▶ Instructions to follow: Rewrite the listing starting at the line that contains "For this dataset, tag each instance of the granite" and ending at the line that contains "[[564, 786]]", with "image coordinates" in place of "pixel coordinates" and nothing else changed. Leave the picture out.

▶ Supplied records:

• • • •

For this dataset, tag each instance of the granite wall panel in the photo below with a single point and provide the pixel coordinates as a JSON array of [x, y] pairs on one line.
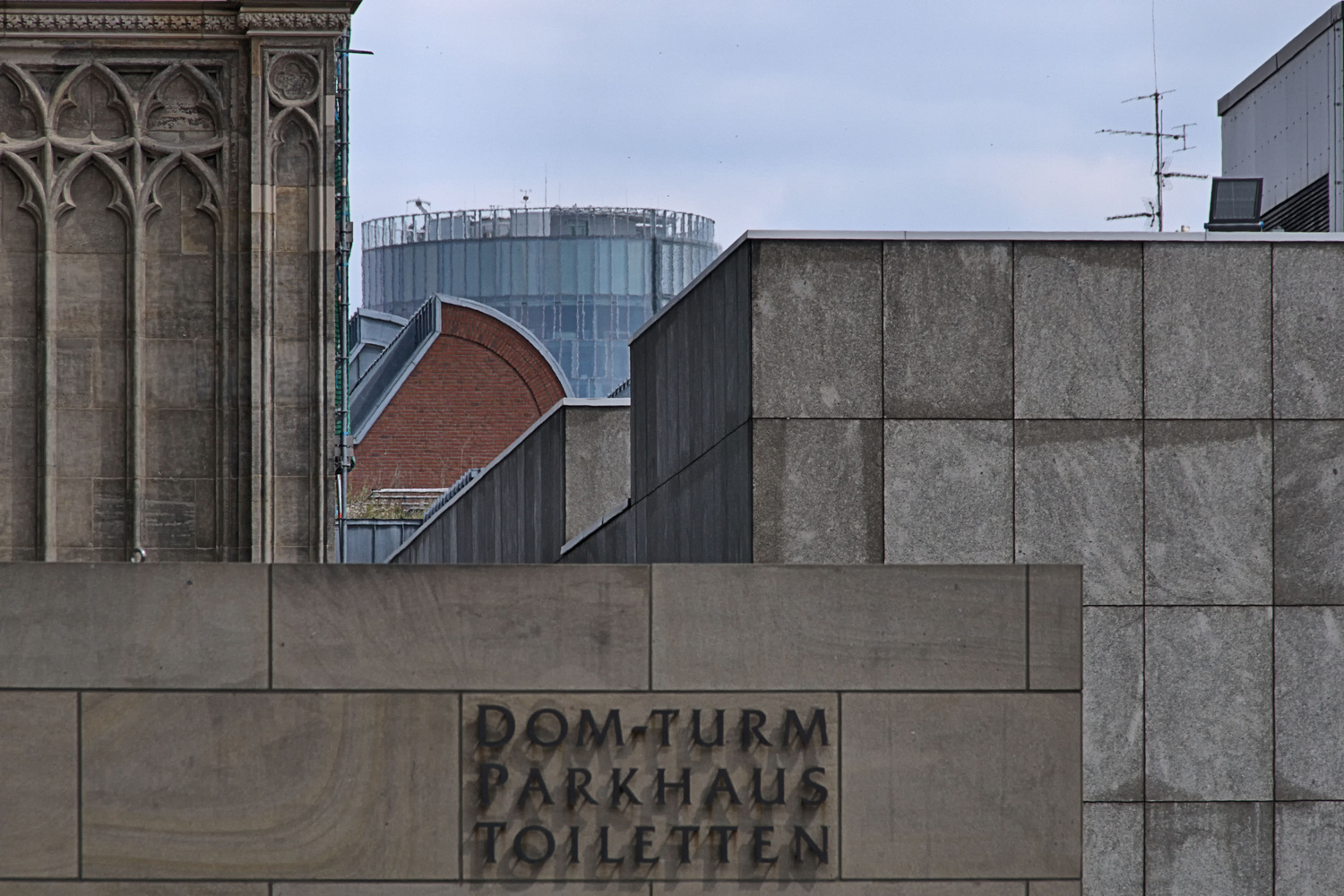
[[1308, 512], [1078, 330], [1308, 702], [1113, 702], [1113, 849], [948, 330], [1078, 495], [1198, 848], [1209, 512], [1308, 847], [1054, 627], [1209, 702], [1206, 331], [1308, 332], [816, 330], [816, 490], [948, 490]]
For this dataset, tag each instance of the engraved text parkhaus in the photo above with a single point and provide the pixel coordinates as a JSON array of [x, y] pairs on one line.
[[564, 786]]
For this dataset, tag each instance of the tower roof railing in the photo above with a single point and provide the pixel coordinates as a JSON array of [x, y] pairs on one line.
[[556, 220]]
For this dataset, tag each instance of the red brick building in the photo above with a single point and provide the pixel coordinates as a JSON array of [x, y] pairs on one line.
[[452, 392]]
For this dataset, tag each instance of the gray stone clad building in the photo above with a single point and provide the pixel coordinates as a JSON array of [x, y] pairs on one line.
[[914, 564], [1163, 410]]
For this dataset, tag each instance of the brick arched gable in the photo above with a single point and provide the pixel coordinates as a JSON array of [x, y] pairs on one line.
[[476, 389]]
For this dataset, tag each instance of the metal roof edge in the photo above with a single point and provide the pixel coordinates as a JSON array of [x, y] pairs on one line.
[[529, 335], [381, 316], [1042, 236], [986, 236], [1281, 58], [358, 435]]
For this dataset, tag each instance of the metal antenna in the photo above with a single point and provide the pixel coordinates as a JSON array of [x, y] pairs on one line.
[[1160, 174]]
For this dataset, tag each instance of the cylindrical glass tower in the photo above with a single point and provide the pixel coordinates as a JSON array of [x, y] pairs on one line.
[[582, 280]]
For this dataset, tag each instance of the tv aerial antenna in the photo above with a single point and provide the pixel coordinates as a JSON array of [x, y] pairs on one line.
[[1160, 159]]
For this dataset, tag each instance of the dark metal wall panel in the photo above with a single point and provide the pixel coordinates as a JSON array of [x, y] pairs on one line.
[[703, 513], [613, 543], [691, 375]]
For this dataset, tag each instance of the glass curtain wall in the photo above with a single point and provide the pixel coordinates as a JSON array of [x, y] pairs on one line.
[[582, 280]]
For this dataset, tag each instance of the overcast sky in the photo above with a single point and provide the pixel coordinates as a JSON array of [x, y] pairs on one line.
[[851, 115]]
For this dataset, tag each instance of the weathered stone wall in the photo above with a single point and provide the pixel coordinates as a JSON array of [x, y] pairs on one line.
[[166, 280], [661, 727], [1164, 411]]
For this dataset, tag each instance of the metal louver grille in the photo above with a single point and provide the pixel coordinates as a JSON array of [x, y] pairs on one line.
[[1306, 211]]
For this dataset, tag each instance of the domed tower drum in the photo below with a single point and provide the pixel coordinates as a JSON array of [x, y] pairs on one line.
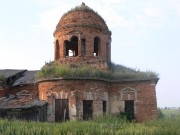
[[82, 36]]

• • • •

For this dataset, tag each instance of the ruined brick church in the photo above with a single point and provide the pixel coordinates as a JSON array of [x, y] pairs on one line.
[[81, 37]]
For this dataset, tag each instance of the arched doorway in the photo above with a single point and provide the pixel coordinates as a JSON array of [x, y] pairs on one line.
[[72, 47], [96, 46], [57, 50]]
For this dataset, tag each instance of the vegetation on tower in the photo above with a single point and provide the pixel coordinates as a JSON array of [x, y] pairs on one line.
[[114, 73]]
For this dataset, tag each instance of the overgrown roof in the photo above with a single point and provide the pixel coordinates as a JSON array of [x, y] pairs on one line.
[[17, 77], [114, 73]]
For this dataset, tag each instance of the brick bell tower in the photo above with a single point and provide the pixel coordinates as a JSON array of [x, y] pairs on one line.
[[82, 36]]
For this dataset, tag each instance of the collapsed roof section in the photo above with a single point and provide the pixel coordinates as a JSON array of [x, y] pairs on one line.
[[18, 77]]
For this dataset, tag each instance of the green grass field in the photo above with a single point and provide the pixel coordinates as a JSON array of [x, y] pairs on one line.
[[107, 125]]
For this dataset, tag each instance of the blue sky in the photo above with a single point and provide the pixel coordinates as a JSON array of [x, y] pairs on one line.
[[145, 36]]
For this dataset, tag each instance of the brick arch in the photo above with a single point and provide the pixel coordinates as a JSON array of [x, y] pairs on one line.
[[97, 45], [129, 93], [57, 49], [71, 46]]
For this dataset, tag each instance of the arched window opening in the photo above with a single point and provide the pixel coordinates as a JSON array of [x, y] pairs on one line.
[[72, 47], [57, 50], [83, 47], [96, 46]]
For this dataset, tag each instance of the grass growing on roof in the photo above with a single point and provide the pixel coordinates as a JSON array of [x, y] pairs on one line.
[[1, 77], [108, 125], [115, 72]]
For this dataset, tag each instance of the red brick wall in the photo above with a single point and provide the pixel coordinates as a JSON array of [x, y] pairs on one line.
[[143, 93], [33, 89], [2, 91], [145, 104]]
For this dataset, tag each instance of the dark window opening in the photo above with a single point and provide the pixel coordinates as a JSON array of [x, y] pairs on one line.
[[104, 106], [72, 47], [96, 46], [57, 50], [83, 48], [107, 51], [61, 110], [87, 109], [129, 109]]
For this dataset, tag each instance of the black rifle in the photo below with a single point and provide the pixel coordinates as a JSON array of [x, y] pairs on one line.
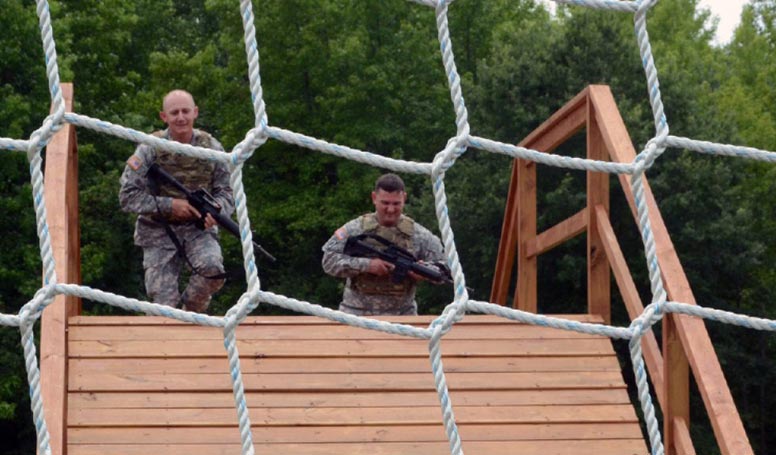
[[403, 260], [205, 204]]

• • • •

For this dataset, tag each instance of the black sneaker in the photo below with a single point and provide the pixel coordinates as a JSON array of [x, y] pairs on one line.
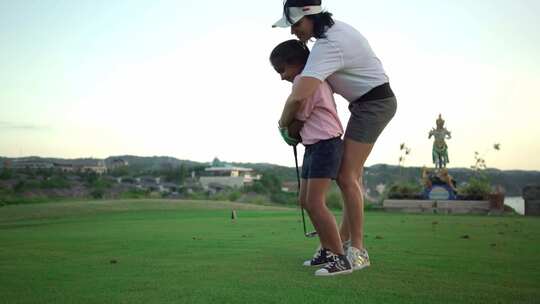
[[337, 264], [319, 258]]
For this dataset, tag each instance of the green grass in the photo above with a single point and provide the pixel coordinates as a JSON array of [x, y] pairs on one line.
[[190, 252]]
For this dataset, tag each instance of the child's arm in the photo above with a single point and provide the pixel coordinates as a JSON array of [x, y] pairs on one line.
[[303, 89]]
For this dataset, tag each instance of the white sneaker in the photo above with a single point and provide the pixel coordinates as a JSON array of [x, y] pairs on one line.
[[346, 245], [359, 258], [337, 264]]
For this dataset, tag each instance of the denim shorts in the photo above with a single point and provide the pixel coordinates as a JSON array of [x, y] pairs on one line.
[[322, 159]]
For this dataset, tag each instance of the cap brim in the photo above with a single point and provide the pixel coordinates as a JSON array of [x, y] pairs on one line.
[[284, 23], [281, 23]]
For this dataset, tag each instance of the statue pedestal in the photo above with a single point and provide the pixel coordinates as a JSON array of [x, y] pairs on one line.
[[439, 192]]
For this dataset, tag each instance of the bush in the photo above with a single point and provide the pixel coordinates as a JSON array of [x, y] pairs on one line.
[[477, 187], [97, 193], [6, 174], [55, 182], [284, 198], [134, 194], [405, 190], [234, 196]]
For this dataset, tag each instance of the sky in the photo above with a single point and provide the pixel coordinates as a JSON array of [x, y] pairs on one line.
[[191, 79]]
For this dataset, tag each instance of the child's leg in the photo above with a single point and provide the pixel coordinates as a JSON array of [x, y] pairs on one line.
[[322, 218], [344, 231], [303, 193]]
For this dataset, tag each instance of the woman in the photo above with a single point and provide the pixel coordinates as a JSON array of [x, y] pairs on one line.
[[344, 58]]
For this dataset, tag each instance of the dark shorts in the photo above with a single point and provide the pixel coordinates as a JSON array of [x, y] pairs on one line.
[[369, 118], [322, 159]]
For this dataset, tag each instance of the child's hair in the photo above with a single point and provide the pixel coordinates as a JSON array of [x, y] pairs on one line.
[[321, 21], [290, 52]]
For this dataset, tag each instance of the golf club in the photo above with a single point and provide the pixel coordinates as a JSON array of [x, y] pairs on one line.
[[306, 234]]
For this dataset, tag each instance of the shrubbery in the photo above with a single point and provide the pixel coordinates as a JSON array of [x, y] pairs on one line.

• • • •

▶ Written solution:
For this dataset, tag each instance of the granite wall panel in the photo below with a single point and provide the image coordinates as a JSON array of [x, y] pairs on one line.
[[1308, 512], [1078, 330], [1308, 702], [1113, 702], [1113, 849], [948, 330], [1078, 495], [1198, 848], [1209, 512], [1308, 847], [1054, 627], [1209, 702], [1206, 331], [1308, 332], [816, 330], [816, 490], [948, 490]]
For this dataset, tag each instance of the engraved text parkhaus in the photo above with a single point and provide the image coordinates as a JSON array of [x, y] pairs on one line.
[[564, 786]]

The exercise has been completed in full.